Brief: In the entries below, which lines run from the one containing "For every instance of the weathered" to the one containing "For every instance of the street"? Copy exactly those lines, ends included, and no others.

Material to process:
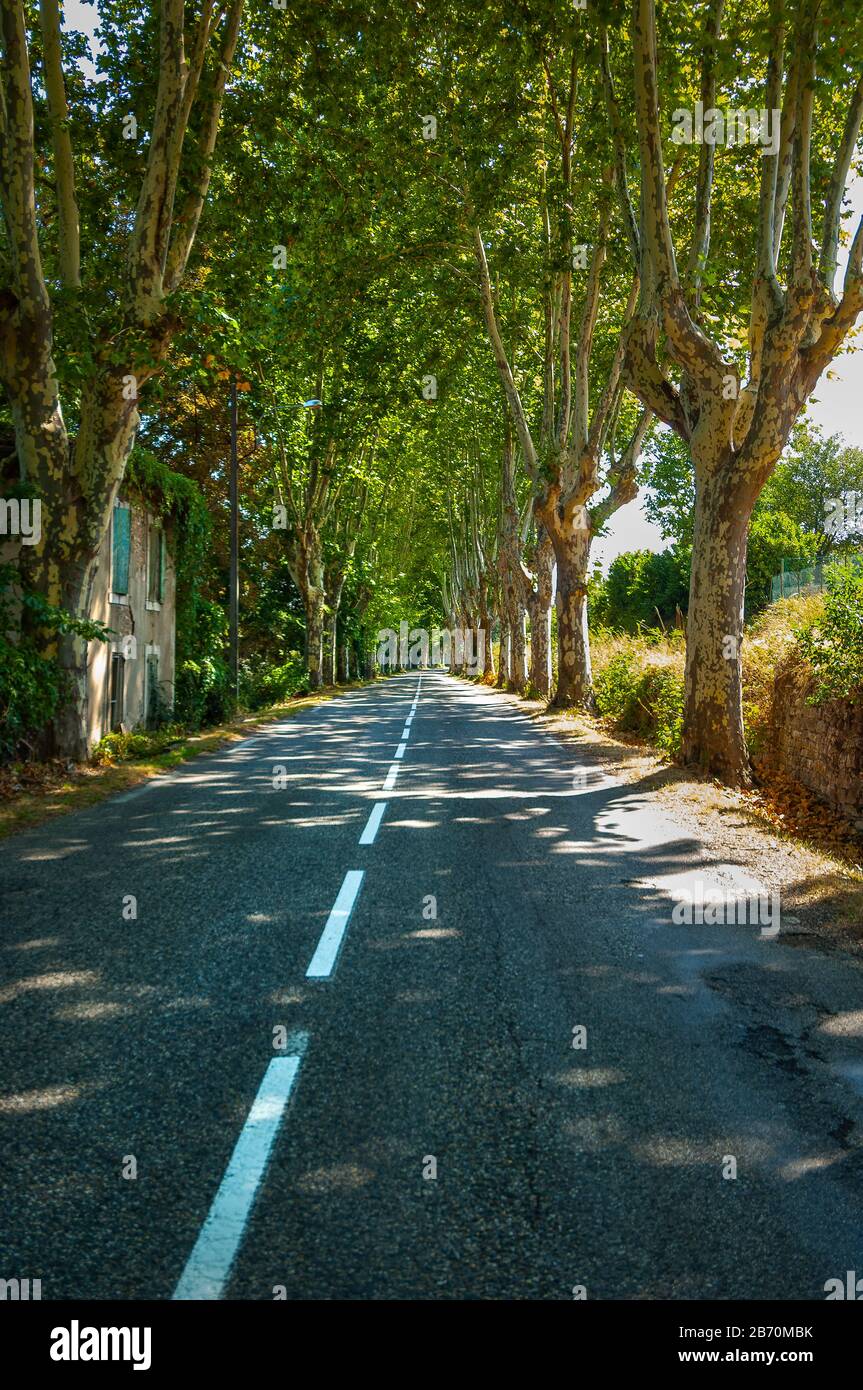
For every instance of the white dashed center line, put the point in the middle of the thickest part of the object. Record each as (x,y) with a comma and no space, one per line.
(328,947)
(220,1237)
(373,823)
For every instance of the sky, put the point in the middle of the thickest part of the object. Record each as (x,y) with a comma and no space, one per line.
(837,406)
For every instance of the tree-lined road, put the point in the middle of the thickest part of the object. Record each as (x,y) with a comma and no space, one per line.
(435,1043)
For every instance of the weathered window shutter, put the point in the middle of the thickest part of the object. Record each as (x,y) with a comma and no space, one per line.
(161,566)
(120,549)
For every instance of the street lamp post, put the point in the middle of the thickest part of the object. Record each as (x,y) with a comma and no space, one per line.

* * *

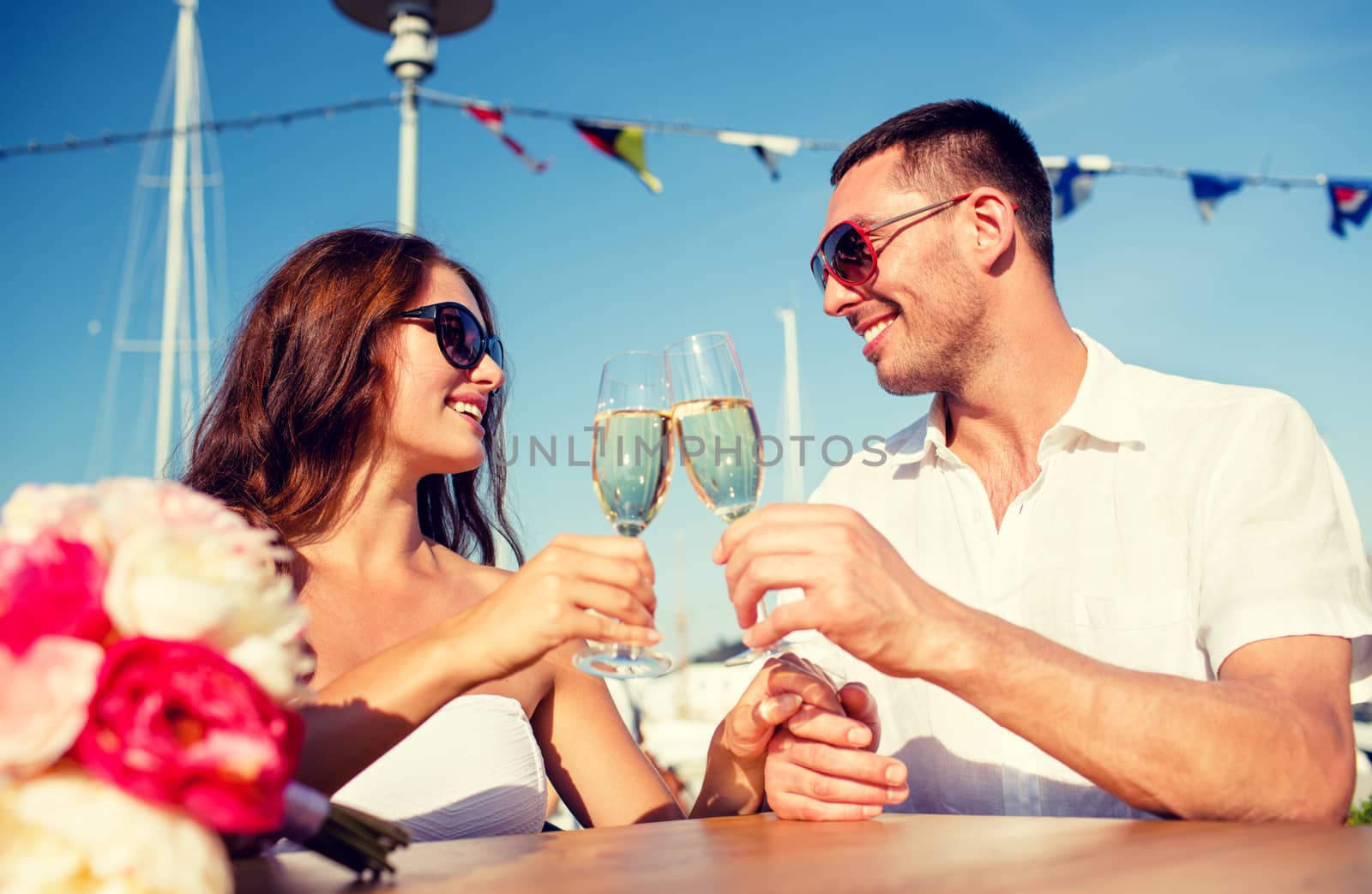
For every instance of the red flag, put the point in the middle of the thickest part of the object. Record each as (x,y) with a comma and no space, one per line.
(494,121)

Output for this exercise:
For every instance of the weathered window shutter, put the point in the middle of the thickest part of the object. Record each as (x,y) with a comma and no space, one per line.
(161,566)
(120,549)
For every instance of the street lamp post, put the point in the middle of the thickest part of the object. Record each as (x,y) with a comma and no space, one per line.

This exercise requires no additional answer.